Exercise objective: Rewrite the data, requests included, from the line with "body with a single point, one per instance." up to and including the last line of the data, offsetting every coordinate in the answers by adding 33 to each number. Leave the pictures out.

-- BEGIN Entries shown --

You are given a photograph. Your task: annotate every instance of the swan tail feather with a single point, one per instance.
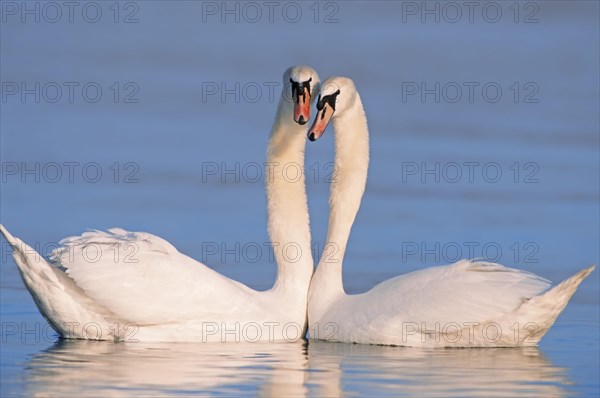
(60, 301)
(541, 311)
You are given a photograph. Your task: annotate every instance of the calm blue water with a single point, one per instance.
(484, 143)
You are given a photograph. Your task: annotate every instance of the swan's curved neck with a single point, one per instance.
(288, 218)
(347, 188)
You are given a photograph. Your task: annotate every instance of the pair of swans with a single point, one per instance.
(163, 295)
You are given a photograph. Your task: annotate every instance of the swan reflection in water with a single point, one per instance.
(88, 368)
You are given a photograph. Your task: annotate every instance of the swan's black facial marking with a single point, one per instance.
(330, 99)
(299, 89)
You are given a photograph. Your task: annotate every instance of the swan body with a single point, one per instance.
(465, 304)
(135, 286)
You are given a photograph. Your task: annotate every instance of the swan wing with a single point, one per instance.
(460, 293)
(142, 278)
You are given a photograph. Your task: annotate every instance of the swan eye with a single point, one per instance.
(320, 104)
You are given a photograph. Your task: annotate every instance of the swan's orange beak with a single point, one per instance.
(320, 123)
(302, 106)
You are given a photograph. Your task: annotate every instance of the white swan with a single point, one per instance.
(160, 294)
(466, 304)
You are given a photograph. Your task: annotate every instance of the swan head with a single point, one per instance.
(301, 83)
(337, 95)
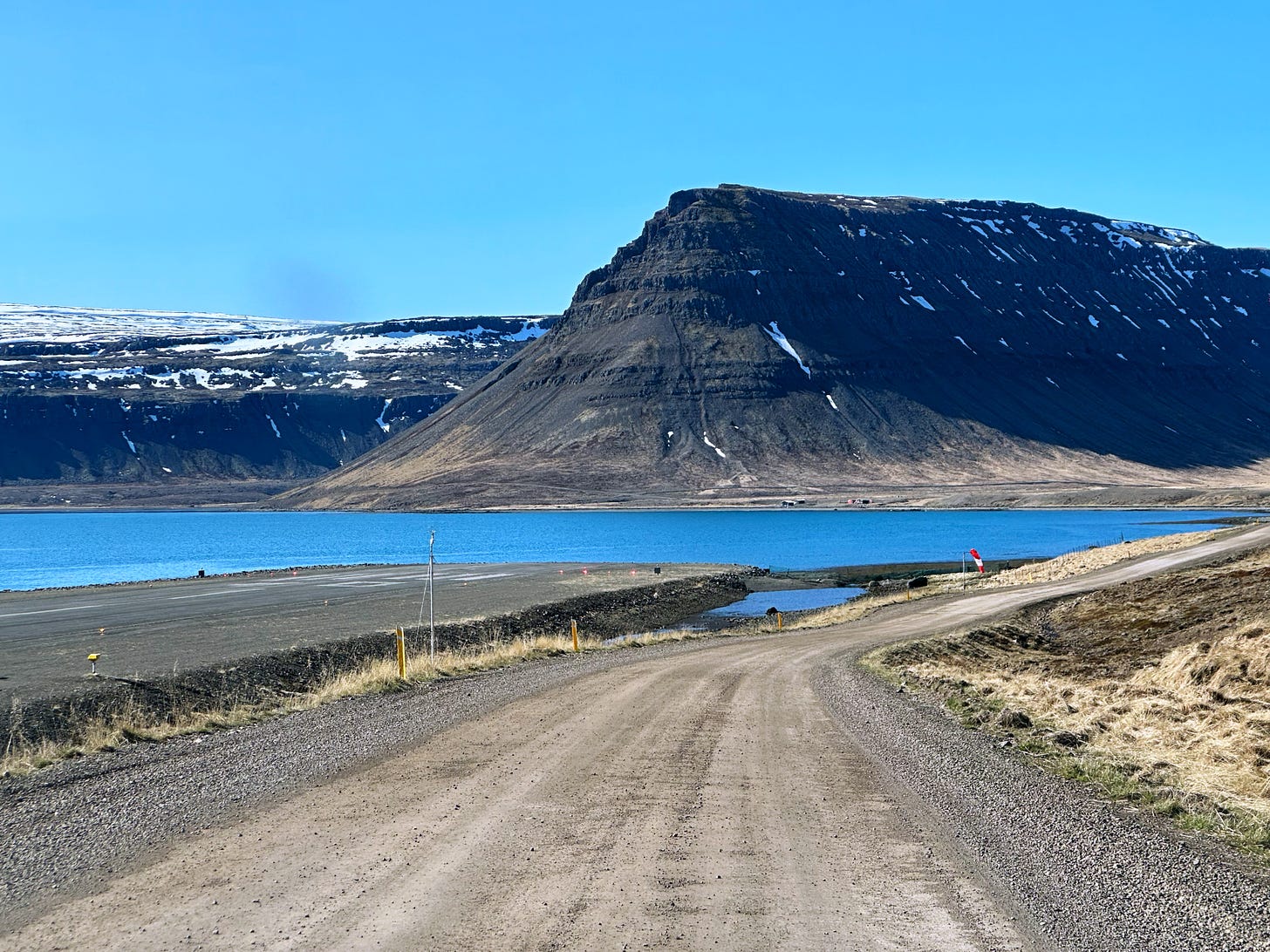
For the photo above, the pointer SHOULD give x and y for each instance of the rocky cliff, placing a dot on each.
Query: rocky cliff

-- END Entries shown --

Exercise solution:
You are given a photograph. Your task: annotate every instance of the swan body with a single point, one per instance.
(498, 337)
(168, 319)
You are given a photograph. Your task: annotate every instance of the swan wing with a single point, one per instance.
(493, 326)
(175, 311)
You are given a photograph. Your task: annotate every instance of the swan eye with a single point, one per instance.
(353, 137)
You are given a photograph. Your task: annotate every instance of the swan's orange beak with a single point, one per instance.
(353, 156)
(335, 139)
You are given a photograph. Your task: annotate every instance of the white swan with a single point, one per instance.
(193, 327)
(499, 337)
You are given a photograph. Your task: annotate every instance of the swan head with a single point, one per instance.
(334, 116)
(370, 128)
For the photo above, the pointer SHOULD give x and y for each instance of the rocky cliff, placing a dot on each.
Query: rocky cliff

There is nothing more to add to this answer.